Data shown: Begin

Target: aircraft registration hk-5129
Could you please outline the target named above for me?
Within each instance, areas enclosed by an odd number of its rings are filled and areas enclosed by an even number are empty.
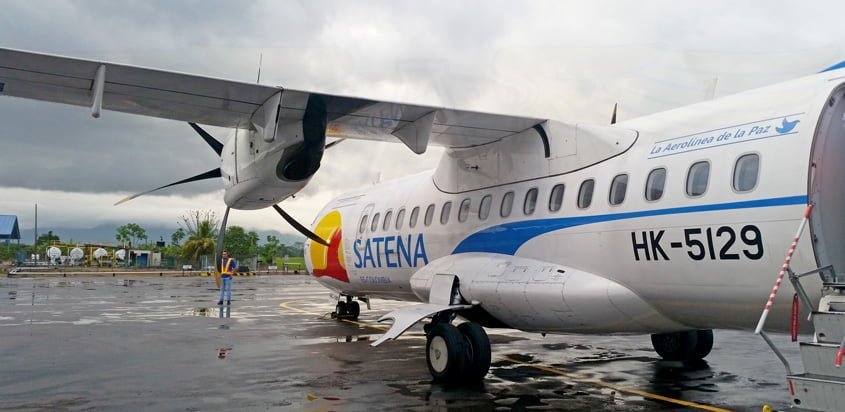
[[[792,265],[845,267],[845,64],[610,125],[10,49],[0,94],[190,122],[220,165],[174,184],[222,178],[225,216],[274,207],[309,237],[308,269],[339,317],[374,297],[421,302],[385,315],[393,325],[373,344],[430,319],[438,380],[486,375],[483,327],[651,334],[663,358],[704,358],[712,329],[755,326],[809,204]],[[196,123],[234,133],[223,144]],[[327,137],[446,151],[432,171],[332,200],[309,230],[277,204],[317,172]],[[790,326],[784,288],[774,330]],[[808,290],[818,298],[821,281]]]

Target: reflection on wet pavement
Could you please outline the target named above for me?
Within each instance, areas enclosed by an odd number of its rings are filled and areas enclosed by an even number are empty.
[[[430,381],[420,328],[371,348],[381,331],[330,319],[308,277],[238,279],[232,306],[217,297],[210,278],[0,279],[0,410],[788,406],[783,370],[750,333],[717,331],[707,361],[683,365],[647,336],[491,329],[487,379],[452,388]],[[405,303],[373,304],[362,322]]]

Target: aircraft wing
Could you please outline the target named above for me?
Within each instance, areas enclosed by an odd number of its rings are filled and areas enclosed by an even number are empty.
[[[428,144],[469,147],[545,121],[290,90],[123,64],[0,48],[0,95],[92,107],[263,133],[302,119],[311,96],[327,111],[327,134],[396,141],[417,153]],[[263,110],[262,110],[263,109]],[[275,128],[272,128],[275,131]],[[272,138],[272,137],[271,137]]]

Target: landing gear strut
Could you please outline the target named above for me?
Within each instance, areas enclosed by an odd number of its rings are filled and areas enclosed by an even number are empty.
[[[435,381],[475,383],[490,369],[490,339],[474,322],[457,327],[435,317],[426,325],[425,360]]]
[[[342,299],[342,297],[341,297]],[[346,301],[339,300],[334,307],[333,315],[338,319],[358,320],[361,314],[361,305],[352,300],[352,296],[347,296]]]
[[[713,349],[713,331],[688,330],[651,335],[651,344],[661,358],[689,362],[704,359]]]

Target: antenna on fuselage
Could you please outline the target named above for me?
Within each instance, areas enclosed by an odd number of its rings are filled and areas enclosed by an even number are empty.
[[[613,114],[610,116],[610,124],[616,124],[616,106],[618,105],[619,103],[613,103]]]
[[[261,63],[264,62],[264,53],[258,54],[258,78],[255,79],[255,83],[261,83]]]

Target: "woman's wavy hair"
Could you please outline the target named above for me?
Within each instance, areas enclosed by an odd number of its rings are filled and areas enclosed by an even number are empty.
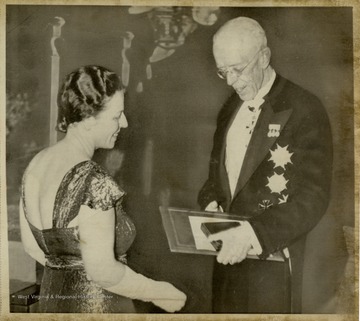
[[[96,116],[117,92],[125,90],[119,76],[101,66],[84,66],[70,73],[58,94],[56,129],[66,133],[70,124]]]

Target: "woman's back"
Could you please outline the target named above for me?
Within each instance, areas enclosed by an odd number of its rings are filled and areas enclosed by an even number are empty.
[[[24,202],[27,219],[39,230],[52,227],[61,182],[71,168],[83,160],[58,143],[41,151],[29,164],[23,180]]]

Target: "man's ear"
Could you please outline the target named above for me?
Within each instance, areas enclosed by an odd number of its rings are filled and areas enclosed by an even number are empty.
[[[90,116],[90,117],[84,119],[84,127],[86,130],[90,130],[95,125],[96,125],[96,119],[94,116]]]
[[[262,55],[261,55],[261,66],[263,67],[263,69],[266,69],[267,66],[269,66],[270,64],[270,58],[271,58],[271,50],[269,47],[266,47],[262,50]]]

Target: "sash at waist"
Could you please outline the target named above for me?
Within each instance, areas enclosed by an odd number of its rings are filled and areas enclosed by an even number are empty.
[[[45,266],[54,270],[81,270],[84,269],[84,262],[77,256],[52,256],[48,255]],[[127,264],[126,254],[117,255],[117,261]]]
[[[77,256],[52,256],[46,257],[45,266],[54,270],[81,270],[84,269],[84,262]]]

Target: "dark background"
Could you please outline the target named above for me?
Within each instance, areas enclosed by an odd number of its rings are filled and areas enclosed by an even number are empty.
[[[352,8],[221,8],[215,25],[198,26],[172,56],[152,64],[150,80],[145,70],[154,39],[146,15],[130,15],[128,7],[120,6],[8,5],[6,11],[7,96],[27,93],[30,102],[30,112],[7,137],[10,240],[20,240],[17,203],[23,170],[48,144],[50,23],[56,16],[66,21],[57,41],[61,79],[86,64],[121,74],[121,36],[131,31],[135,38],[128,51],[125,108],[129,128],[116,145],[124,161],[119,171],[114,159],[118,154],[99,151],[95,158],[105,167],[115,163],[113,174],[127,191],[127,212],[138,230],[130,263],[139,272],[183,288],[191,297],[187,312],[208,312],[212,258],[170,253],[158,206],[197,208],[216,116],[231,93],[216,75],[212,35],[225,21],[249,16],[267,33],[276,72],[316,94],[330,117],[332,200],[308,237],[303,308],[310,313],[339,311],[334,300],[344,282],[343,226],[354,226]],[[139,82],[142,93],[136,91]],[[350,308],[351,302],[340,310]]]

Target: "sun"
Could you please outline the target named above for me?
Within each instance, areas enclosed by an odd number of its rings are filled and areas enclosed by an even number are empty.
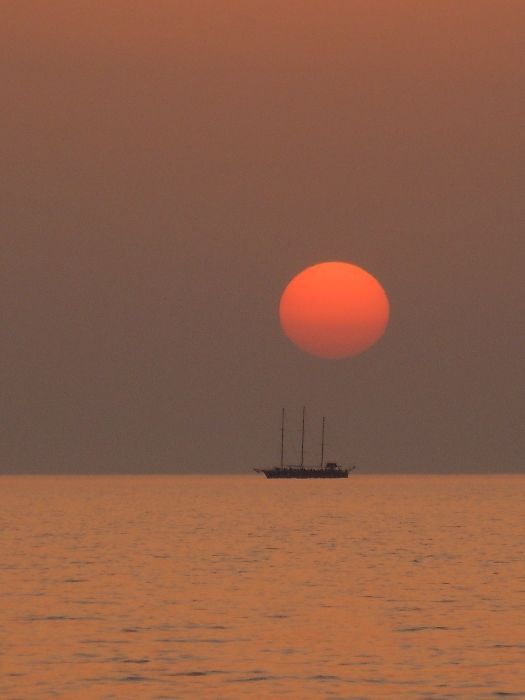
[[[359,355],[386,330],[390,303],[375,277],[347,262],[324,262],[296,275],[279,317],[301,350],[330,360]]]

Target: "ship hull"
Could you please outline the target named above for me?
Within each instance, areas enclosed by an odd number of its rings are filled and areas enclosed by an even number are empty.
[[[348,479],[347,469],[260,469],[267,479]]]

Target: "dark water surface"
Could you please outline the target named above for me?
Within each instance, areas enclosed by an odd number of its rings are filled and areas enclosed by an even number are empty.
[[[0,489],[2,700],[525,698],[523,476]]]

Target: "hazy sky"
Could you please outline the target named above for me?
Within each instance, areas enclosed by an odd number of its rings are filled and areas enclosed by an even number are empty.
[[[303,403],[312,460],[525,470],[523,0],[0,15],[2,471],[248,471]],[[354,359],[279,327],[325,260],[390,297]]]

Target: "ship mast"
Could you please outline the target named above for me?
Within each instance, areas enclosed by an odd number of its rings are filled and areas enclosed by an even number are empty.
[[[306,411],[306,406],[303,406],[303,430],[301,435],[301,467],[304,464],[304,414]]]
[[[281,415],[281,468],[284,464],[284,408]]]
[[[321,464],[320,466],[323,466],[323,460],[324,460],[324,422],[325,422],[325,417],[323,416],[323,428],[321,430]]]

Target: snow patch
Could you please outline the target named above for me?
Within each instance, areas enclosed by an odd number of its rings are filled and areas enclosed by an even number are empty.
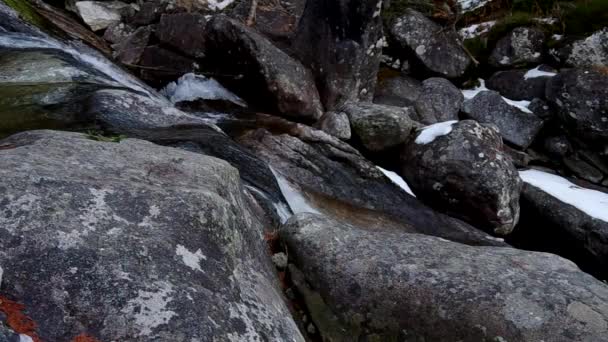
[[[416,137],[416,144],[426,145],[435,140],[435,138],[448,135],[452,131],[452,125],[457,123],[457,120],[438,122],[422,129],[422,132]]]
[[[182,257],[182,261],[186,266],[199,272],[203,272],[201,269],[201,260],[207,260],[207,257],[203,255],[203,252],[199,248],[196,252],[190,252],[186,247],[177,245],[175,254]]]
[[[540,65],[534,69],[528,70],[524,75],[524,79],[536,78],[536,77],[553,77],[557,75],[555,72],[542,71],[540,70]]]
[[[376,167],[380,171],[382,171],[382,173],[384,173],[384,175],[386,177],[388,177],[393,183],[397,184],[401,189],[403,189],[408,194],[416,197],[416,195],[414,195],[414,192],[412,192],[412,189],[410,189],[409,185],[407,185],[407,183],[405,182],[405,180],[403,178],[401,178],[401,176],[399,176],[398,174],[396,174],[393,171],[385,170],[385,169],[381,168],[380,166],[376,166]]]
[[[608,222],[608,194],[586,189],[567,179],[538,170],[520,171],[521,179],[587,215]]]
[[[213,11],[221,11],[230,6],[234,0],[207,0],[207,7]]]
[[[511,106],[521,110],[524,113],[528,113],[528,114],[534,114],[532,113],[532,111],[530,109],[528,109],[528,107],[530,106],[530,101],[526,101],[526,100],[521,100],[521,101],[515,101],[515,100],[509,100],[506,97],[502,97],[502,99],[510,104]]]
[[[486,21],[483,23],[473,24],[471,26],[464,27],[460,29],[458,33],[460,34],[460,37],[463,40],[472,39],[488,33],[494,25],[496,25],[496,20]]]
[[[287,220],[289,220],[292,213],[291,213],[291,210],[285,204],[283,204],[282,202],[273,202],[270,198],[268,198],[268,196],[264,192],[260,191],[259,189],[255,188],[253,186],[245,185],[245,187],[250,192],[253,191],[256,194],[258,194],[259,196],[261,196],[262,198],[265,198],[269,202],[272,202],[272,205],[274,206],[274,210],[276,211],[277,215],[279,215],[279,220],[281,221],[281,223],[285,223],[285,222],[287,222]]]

Data shown: End

Work required - Go through the listing above and copy each line where the string "dark" appears.

Reply to the exercise -
Target: "dark background"
Target: "dark water surface"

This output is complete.